--- Supplied information ---
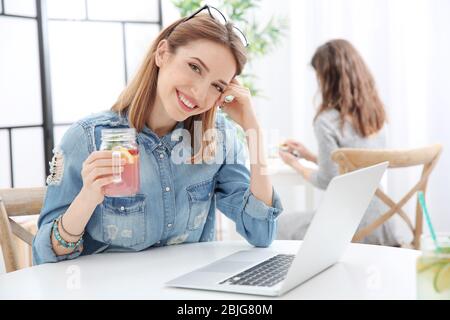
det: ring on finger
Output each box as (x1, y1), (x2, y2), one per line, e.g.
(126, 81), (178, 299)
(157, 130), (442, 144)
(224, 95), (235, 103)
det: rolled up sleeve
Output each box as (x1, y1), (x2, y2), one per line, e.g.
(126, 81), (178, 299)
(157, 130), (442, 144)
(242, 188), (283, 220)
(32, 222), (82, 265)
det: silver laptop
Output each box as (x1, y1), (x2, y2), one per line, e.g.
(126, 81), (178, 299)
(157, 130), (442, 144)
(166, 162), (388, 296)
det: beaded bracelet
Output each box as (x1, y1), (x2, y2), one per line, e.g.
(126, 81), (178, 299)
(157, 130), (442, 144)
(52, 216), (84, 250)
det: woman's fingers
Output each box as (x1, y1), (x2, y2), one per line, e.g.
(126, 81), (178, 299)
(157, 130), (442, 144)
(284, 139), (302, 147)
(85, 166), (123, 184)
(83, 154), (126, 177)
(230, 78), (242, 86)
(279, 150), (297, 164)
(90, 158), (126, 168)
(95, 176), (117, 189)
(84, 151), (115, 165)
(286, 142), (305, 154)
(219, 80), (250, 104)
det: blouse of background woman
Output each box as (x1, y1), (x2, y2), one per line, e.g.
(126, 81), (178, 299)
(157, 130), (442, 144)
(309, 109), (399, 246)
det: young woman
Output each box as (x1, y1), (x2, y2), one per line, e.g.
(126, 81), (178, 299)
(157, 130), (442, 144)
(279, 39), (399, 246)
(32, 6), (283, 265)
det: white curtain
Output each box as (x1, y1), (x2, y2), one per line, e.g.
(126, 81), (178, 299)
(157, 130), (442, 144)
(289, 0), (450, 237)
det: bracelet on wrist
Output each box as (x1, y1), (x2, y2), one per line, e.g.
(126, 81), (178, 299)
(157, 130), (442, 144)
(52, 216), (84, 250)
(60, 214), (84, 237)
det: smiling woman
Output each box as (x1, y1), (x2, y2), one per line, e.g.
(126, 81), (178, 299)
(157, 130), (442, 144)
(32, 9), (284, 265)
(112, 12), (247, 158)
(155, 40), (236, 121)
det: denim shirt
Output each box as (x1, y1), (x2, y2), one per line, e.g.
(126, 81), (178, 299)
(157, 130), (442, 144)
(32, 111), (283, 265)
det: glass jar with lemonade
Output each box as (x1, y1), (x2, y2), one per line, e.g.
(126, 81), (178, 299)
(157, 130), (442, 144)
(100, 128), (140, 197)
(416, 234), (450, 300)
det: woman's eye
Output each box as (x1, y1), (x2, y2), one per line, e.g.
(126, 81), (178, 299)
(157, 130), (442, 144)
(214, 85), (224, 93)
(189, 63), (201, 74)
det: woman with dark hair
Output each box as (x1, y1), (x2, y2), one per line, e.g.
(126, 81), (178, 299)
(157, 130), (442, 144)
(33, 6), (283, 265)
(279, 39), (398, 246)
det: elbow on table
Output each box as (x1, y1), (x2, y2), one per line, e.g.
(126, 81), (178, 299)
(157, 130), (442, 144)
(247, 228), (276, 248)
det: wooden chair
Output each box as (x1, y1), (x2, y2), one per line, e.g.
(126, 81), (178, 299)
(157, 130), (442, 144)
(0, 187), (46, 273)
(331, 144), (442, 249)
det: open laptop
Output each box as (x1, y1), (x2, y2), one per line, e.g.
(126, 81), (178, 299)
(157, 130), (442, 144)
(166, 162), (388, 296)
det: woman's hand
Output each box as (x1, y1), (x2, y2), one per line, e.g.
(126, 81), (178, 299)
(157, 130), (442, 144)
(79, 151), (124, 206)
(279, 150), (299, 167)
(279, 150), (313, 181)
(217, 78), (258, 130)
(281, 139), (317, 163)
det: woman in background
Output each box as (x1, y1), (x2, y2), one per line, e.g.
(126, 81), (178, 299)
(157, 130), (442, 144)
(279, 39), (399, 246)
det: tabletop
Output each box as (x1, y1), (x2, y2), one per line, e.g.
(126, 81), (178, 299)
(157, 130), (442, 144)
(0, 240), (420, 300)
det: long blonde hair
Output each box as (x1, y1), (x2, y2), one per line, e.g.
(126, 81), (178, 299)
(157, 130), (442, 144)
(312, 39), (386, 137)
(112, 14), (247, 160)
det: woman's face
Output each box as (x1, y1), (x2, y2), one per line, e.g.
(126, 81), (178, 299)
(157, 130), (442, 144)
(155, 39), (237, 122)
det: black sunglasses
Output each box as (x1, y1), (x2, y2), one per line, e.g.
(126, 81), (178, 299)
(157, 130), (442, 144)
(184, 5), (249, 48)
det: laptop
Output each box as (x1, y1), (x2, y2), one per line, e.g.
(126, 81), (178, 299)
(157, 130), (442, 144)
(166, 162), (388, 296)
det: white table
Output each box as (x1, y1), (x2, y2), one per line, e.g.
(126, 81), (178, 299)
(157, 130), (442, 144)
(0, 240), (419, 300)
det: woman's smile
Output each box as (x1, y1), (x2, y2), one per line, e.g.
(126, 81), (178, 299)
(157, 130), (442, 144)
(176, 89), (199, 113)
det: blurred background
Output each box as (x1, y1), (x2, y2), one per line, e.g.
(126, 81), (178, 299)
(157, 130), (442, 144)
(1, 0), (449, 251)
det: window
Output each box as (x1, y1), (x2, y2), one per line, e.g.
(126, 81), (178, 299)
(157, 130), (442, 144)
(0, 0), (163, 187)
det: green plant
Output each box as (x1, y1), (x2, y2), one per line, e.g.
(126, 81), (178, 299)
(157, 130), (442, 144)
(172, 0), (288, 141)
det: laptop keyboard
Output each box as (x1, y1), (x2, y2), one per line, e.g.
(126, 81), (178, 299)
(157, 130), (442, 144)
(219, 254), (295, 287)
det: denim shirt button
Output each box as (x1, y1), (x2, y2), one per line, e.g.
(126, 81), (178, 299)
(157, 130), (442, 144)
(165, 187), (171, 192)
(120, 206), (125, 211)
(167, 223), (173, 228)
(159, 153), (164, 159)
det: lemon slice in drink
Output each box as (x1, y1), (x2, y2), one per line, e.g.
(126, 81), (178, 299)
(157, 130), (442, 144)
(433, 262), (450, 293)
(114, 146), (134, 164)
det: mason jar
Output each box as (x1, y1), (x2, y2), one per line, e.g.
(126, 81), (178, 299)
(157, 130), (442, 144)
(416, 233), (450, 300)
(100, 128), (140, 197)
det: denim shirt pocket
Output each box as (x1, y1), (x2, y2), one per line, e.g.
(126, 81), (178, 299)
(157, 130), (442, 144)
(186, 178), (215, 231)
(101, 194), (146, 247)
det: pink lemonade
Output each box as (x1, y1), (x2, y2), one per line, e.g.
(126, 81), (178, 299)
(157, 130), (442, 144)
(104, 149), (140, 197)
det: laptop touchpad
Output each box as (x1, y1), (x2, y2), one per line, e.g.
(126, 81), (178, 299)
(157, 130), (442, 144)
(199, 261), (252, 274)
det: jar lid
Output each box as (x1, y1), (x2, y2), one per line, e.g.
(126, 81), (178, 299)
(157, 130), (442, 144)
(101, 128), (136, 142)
---
--- Supplied information ---
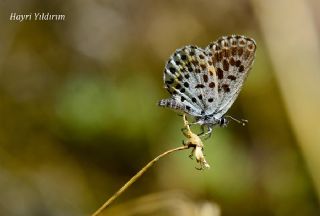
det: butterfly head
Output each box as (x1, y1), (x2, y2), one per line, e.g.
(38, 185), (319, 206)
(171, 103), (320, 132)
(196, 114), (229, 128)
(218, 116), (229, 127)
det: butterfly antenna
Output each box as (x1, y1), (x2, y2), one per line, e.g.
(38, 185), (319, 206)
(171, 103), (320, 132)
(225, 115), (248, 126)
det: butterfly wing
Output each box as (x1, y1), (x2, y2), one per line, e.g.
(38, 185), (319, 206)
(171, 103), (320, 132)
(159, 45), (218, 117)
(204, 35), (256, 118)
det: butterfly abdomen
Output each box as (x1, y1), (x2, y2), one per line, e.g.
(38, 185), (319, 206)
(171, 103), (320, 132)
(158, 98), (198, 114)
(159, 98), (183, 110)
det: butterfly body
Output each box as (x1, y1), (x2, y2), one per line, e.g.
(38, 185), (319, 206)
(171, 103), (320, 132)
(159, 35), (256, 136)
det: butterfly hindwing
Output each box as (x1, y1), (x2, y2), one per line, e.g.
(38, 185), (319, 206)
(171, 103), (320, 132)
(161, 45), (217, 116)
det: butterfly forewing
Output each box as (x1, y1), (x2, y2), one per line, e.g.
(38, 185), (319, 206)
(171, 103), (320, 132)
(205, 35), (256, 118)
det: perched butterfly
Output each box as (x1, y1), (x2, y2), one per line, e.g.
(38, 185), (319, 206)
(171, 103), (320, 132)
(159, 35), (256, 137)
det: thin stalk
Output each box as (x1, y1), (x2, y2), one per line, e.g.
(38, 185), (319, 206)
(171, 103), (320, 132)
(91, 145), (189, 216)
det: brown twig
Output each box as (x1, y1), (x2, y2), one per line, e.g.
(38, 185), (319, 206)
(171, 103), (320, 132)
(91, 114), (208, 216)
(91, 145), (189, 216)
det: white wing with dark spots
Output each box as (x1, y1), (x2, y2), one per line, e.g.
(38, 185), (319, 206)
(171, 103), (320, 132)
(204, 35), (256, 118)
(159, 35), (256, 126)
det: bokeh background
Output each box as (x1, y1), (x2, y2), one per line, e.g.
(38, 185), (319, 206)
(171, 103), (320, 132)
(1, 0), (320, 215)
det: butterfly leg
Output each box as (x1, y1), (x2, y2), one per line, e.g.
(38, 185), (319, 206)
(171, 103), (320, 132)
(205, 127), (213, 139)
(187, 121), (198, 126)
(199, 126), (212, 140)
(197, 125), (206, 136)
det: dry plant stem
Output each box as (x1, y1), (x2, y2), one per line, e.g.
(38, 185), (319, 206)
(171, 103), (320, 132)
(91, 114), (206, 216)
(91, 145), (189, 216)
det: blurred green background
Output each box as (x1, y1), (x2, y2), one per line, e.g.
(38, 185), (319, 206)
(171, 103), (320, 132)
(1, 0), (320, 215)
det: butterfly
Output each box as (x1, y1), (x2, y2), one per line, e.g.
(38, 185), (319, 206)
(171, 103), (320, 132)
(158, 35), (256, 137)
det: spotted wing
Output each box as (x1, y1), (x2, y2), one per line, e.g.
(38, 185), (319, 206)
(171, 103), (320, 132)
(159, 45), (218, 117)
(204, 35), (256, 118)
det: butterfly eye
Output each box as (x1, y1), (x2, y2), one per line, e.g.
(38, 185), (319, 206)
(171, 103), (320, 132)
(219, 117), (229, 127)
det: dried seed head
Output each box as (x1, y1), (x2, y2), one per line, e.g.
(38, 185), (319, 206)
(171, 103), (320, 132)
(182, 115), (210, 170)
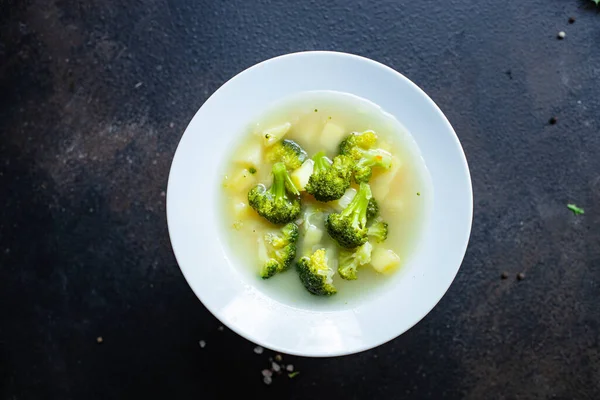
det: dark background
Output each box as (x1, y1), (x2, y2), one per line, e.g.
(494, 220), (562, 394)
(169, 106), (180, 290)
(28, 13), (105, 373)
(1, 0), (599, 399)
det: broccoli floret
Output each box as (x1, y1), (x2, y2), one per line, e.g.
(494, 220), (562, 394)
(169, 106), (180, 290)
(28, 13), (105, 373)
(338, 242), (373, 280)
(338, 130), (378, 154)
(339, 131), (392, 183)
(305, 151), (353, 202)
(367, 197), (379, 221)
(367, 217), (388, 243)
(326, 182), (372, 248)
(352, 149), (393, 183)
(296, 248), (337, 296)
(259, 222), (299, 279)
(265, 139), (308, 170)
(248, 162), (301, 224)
---
## [How to complete this task]
From the entries above, work out the number of lines containing the string "shirt" and give that number by itself.

## [Output for this task]
3